- WORK TO DO:
Answer these questions using the text on Ohio State Route 8.
(a) What is the route's length in miles?
(b) Which counties does the route pass through?
(c) Where does the freeway section of the highway end?

Route information
- Maintained by ODOT
- Length: 38.34 mi (61.70 km)
- Existed: 1924–present

Major junctions
- South end: I-76 / I-77 in Akron
- I-80 / Ohio Turnpike in Boston Heights; I-271 in Macedonia; US 422 in Shaker Heights; I-77 in Cleveland;
- North end: US 6 / US 20 / US 422 / SR 14 / SR 43 / SR 87 at Public Square in Cleveland

Location
- Country: United States
- State: Ohio
- Counties: Summit, Cuyahoga

Highway system
- Ohio State Highway System; Interstate; US; State; Scenic;
| ← SR 7 |  | → SR 9 |

= Ohio State Route 8 =

State highway in Ohio, US

State Route 8 (SR 8) is a road in the U.S. state of Ohio. SR 8 stretches from the eastern junction of Interstate 76 (I-76) and I-77 in Akron to Public Square in Cleveland. It is one of nine routes to enter downtown Cleveland at Public Square. The route's first few miles are as a limited-access freeway from I-76 and I-77, heading north. The freeway section of the highway has 17 interchanges, and is cosigned with SR 59 for approximately 5 mi from Perkins Street in Akron to Front Street in Cuyahoga Falls. The freeway section ends at I-271 in Macedonia.

- MATERIAL:
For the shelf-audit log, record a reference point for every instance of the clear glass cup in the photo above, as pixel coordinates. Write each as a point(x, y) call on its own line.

- ANSWER TO THIS EXERCISE:
(a) 38.34 mi
(b) Summit and Cuyahoga
(c) At I-271 in Macedonia